* TASK *
Only the pictures are omitted; repeat all other data exactly.

* INFORMATION SHOWN *

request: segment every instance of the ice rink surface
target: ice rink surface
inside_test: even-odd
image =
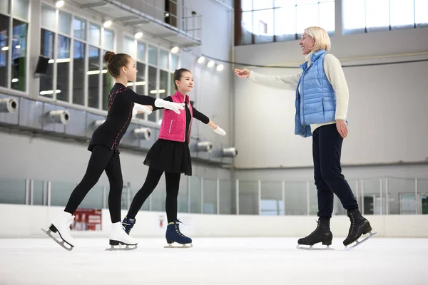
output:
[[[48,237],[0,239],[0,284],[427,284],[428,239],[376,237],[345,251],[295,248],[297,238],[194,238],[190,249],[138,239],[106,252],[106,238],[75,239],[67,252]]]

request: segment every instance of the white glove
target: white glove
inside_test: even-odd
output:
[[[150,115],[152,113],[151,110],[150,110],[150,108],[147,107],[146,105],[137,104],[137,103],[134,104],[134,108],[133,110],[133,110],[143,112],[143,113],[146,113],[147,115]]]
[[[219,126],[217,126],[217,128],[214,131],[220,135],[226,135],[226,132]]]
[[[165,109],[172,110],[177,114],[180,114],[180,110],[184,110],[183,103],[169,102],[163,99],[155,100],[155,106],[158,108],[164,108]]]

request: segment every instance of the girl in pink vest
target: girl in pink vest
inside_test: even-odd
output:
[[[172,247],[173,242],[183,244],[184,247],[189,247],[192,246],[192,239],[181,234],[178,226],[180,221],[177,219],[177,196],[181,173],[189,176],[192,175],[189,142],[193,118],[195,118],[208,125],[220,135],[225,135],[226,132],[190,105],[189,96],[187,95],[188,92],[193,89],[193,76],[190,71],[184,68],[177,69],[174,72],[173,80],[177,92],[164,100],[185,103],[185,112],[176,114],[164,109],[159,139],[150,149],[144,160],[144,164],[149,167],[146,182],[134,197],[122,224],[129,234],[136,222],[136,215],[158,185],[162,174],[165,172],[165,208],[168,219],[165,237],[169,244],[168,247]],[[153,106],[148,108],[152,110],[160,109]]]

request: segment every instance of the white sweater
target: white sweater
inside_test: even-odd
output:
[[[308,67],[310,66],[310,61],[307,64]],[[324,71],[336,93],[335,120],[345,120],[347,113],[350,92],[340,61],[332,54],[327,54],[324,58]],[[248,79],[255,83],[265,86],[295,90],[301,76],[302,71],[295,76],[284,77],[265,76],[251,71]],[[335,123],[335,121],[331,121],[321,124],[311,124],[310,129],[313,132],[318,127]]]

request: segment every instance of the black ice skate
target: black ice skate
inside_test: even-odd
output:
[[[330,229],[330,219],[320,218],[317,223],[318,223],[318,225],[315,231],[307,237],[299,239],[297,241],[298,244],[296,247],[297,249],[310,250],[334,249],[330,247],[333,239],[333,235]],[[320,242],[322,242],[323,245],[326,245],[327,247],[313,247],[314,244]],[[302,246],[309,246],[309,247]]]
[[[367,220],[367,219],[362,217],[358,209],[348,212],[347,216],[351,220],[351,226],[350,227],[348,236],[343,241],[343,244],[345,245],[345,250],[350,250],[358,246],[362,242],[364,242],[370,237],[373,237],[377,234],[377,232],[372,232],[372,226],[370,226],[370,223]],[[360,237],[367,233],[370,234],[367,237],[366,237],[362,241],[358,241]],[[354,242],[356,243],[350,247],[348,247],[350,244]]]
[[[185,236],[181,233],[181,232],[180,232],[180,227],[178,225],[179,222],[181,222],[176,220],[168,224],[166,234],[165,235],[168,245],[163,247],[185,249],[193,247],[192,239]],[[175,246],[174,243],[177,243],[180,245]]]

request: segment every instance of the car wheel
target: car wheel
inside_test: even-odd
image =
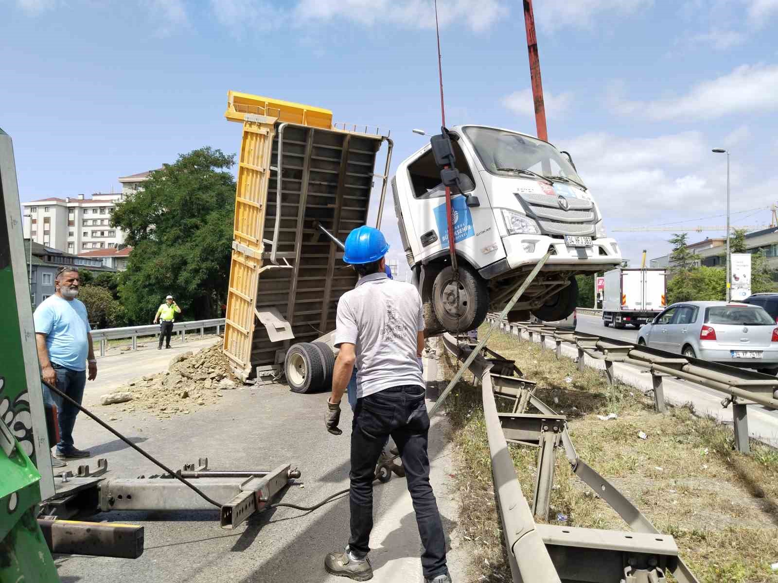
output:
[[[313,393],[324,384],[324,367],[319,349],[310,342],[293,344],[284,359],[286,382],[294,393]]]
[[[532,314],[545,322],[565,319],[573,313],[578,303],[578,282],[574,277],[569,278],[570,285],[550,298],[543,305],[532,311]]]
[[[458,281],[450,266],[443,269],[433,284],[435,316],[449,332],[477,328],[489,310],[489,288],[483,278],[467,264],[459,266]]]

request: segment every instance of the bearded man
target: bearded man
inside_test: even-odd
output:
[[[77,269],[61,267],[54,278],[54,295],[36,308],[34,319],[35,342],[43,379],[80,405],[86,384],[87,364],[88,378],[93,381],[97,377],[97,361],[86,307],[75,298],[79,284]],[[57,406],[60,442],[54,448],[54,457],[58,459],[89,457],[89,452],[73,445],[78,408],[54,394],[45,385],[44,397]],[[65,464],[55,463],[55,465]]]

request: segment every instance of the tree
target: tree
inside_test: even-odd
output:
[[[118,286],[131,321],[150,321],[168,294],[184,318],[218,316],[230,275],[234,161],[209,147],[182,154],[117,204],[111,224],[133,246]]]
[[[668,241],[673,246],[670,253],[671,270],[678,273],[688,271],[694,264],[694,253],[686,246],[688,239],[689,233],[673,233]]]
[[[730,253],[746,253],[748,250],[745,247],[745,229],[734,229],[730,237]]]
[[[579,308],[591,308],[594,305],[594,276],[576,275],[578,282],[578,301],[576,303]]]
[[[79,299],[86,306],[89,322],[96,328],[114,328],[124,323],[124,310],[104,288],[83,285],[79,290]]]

* ANSWER TO THIS TASK *
request: segment every instance of the ice rink surface
target: ice rink surface
inside_test: even-odd
image =
output:
[[[48,237],[0,239],[0,284],[427,284],[428,239],[376,237],[345,251],[295,248],[297,238],[194,238],[190,249],[138,239],[106,252],[106,238],[75,239],[67,252]]]

request: segment every instance of the white glove
target: white glove
inside_test: even-odd
output:
[[[150,115],[152,113],[151,110],[150,110],[150,108],[147,107],[146,105],[137,104],[137,103],[134,104],[134,108],[133,110],[133,110],[143,112],[143,113],[146,113],[147,115]]]
[[[219,126],[217,126],[217,128],[214,131],[220,135],[226,135],[226,132]]]
[[[165,109],[172,110],[177,114],[180,114],[180,110],[184,110],[183,103],[169,102],[163,99],[155,100],[155,106],[158,108],[164,108]]]

request: segment every instance of the girl in pink vest
target: girl in pink vest
inside_test: even-odd
output:
[[[172,247],[173,242],[183,244],[184,247],[189,247],[192,246],[192,239],[181,234],[178,226],[180,221],[177,219],[177,196],[181,173],[189,176],[192,175],[189,142],[193,118],[195,118],[208,125],[220,135],[225,135],[226,132],[190,105],[189,96],[187,95],[188,92],[193,89],[193,76],[190,71],[184,68],[177,69],[174,72],[173,80],[177,92],[164,100],[185,103],[185,112],[176,114],[164,109],[159,139],[150,149],[144,160],[144,164],[149,167],[146,182],[134,197],[122,224],[129,234],[136,222],[136,215],[158,185],[162,174],[165,172],[165,208],[168,219],[165,237],[169,244],[168,247]],[[153,106],[148,108],[152,110],[160,109]]]

request: segment every instance of the white sweater
target: white sweater
inside_test: even-odd
output:
[[[308,67],[310,66],[310,61],[307,64]],[[324,71],[336,93],[335,120],[345,120],[347,113],[350,92],[340,61],[332,54],[327,54],[324,58]],[[248,79],[255,83],[265,86],[295,90],[301,76],[302,71],[295,76],[284,77],[265,76],[251,71]],[[335,123],[335,121],[331,121],[321,124],[311,124],[310,129],[313,132],[318,127]]]

request: segment every instance of the black ice skate
target: black ice skate
inside_test: even-odd
output:
[[[330,229],[330,219],[320,218],[317,223],[318,223],[318,225],[315,231],[307,237],[299,239],[297,241],[298,244],[296,247],[297,249],[310,250],[334,249],[330,247],[333,239],[333,235]],[[320,242],[322,242],[323,245],[326,245],[327,247],[313,247],[314,244]],[[302,246],[309,246],[309,247]]]
[[[367,220],[367,219],[362,217],[358,209],[348,212],[347,216],[351,220],[351,226],[350,227],[348,236],[343,241],[343,244],[345,245],[345,250],[350,250],[358,246],[362,242],[364,242],[370,237],[373,237],[377,234],[377,232],[372,232],[372,226],[370,226],[370,223]],[[360,237],[367,233],[370,234],[367,237],[366,237],[362,241],[358,241]],[[354,242],[356,243],[350,247],[348,247],[350,244]]]
[[[185,236],[181,233],[181,232],[180,232],[180,227],[178,225],[179,222],[181,222],[176,220],[168,224],[166,234],[165,235],[168,245],[163,247],[185,249],[193,247],[192,239]],[[175,246],[174,243],[177,243],[180,245]]]

request: segment every instance of the car wheel
target: car wheel
inside_test: even-odd
image =
output:
[[[313,393],[324,384],[324,367],[319,349],[310,342],[293,344],[284,359],[286,382],[294,393]]]
[[[532,314],[545,322],[565,319],[573,313],[578,303],[578,282],[574,277],[569,278],[570,285],[550,298],[543,305],[532,311]]]
[[[458,281],[450,266],[443,269],[433,284],[435,316],[449,332],[477,328],[489,310],[489,288],[483,278],[467,264],[459,266]]]

request: segment every instance of the bearded man
target: bearded man
inside_test: even-odd
output:
[[[77,269],[61,267],[54,278],[54,295],[36,308],[34,319],[35,342],[43,379],[80,405],[86,384],[87,364],[88,378],[93,381],[97,377],[97,361],[86,307],[75,298],[79,284]],[[57,406],[60,442],[54,448],[54,457],[58,459],[89,457],[89,452],[73,445],[78,408],[54,394],[45,385],[44,397]],[[65,464],[55,463],[55,465]]]

request: segment every instance of the tree
target: tree
inside_test: even-odd
output:
[[[118,286],[131,321],[150,321],[168,294],[184,318],[218,316],[230,275],[234,161],[209,147],[182,154],[117,204],[111,224],[133,246]]]
[[[668,241],[673,246],[670,253],[671,270],[678,273],[688,271],[694,264],[694,253],[686,246],[688,239],[689,233],[673,233]]]
[[[730,253],[746,253],[748,250],[745,247],[745,229],[734,229],[730,237]]]
[[[579,308],[591,308],[594,305],[594,276],[576,275],[578,282],[578,301],[576,303]]]
[[[79,299],[86,306],[89,322],[96,328],[114,328],[124,323],[124,310],[104,288],[83,285],[79,290]]]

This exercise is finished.